» What to work on
Could you give the part that opens with the line containing "Where can you see the office desk" and closes with the line containing "296], [558, 332]]", both ends included, as a JSON list of strings with one string per line and blank lines left out?

» Records provided
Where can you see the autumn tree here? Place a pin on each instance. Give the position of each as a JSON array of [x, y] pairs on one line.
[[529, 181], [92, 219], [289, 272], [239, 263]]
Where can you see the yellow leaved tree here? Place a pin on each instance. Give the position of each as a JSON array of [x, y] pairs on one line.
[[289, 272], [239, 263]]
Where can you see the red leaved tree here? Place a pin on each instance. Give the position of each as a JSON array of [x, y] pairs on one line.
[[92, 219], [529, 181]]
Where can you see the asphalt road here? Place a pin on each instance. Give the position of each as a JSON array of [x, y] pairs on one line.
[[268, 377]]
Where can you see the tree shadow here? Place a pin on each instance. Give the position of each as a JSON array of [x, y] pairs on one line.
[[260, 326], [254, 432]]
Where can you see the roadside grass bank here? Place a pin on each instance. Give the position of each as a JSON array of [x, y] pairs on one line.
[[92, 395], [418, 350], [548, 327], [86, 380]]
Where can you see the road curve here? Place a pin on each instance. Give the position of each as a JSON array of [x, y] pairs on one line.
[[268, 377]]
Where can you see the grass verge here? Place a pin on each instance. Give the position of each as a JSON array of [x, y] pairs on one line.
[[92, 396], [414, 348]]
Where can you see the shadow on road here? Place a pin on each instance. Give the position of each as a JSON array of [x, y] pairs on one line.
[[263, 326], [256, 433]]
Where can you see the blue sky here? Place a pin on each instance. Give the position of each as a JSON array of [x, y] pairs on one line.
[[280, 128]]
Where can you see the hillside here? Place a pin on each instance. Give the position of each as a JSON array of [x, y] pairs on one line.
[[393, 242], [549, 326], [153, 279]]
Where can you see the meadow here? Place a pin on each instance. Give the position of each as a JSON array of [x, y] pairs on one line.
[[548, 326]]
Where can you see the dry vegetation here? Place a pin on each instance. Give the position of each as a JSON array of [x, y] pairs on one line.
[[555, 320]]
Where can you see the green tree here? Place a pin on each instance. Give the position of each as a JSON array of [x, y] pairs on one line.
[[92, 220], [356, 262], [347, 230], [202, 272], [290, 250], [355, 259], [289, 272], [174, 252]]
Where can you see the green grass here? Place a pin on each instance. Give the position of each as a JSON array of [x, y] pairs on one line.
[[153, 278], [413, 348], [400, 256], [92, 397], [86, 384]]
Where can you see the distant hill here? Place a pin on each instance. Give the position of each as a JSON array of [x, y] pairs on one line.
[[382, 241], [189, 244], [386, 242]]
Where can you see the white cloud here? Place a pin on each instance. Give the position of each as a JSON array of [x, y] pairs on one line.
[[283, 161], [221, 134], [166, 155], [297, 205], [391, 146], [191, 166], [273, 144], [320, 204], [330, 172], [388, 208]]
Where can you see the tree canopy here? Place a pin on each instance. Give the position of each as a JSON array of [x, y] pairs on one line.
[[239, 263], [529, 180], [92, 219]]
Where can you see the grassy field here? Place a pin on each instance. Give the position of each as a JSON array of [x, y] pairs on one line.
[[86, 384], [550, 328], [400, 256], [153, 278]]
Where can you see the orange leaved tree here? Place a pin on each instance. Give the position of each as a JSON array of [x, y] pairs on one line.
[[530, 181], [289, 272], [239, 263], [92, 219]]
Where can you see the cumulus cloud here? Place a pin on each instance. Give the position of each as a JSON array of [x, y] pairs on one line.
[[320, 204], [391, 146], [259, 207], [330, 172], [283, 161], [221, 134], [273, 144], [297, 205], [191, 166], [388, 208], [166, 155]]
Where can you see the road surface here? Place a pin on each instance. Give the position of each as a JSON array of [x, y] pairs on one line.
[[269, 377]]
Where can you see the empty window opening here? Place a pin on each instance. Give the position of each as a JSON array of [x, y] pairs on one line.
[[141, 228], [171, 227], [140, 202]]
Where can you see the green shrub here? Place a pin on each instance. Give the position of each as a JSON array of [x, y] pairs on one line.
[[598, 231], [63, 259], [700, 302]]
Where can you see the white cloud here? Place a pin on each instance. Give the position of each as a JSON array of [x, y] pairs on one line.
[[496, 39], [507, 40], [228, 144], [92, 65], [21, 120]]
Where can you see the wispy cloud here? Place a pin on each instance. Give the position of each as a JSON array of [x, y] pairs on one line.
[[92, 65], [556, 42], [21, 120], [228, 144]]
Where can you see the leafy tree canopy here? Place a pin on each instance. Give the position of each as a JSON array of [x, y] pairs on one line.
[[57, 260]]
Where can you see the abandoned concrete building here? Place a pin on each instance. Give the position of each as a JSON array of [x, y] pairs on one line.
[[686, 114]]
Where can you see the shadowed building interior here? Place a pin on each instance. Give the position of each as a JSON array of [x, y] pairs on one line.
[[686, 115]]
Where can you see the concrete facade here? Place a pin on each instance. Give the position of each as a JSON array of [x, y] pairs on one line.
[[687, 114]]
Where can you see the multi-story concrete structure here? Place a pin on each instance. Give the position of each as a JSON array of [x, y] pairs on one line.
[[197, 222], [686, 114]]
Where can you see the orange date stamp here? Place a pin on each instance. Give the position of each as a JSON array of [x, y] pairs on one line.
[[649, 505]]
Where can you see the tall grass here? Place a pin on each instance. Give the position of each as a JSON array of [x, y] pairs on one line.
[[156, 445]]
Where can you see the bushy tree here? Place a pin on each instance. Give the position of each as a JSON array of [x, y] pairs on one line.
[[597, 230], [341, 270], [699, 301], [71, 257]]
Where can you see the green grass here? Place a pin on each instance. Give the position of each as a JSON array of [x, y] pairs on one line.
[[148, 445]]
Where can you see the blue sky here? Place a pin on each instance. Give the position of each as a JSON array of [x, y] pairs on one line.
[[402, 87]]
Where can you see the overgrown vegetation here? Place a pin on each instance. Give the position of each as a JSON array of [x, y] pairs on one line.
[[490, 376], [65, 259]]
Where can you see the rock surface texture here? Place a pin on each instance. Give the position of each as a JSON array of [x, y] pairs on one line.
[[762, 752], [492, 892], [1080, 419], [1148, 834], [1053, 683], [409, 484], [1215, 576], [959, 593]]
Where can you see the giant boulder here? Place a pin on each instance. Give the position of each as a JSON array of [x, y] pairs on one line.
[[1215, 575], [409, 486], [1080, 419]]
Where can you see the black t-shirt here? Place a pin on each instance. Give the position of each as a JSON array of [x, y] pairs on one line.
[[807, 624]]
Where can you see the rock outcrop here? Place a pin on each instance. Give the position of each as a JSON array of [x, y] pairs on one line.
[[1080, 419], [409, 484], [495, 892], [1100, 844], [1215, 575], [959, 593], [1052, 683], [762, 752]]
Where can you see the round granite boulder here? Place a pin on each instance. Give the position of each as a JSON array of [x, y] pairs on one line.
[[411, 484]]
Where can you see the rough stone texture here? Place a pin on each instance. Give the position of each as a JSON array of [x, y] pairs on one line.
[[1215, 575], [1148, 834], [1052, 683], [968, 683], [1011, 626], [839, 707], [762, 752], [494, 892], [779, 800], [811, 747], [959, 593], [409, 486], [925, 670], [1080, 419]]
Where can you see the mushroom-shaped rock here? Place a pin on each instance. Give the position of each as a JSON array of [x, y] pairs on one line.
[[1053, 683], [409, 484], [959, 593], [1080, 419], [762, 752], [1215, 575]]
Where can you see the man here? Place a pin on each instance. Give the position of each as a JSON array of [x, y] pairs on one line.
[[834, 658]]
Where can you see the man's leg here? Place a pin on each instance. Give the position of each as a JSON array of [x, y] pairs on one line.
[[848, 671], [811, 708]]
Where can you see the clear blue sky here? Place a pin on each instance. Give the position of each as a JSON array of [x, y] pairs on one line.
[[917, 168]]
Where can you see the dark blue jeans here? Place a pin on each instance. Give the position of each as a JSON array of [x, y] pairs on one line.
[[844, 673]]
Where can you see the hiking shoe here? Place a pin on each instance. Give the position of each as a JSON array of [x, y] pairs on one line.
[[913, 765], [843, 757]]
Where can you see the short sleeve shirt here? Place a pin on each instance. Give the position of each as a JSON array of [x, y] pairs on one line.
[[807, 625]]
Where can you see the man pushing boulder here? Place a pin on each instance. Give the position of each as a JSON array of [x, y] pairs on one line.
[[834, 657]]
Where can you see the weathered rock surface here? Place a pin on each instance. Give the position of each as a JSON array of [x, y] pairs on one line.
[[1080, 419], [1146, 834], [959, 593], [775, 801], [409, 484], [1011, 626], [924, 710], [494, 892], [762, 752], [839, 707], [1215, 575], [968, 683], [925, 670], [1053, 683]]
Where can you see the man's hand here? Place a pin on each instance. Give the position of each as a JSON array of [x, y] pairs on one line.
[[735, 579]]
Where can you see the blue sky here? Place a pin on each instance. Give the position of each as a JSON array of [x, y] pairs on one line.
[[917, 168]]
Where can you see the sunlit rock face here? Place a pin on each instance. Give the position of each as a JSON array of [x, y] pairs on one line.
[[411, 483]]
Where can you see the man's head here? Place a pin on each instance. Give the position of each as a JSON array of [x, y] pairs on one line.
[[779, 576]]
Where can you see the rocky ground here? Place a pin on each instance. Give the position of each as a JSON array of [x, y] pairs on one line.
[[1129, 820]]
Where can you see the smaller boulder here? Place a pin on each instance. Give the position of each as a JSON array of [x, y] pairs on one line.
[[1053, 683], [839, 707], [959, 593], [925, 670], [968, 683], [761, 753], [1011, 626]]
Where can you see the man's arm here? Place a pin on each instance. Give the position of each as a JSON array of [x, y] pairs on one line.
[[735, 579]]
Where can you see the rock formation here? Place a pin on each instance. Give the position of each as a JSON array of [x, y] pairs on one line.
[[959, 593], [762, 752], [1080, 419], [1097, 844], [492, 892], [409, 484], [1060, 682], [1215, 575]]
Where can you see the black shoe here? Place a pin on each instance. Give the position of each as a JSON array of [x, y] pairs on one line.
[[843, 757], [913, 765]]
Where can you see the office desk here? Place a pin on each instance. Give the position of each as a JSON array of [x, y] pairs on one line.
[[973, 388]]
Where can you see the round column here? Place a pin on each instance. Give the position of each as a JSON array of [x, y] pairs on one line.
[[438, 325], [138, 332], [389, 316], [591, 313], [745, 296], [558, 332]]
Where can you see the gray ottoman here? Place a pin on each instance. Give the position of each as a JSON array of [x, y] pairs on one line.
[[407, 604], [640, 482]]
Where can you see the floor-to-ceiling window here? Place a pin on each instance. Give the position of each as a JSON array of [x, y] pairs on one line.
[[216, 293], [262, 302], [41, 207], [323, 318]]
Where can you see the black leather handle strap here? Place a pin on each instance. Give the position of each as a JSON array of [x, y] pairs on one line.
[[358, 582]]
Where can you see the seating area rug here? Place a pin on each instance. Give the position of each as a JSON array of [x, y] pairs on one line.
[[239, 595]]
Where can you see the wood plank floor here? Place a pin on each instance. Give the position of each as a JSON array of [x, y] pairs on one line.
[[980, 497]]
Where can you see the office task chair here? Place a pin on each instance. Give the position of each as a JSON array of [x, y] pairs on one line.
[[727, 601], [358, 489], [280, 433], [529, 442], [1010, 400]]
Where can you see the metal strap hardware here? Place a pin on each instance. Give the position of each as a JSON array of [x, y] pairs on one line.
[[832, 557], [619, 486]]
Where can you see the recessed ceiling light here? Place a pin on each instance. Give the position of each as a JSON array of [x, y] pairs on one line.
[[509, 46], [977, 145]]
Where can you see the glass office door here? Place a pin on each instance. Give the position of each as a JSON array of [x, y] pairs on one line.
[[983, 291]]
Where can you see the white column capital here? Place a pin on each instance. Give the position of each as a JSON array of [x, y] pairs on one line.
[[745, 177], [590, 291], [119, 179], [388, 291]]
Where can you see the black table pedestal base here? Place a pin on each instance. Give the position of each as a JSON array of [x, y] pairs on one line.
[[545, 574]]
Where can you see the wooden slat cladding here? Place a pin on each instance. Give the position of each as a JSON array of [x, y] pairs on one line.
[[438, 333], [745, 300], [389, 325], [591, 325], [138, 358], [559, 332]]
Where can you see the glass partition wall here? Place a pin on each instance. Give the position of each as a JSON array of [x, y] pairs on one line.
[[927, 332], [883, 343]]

» Result below
[
  "Where can you see the office desk here? Place a pin on each instance. Give the position of each as a JSON array of [x, y] pairs on one line.",
  "[[973, 388]]",
  "Where can you see the round column here? Place a pin on each instance. Give the position of each as a JSON array of [x, y] pairs on one line.",
  "[[438, 325], [138, 332], [389, 316], [591, 313], [745, 296], [558, 332]]"
]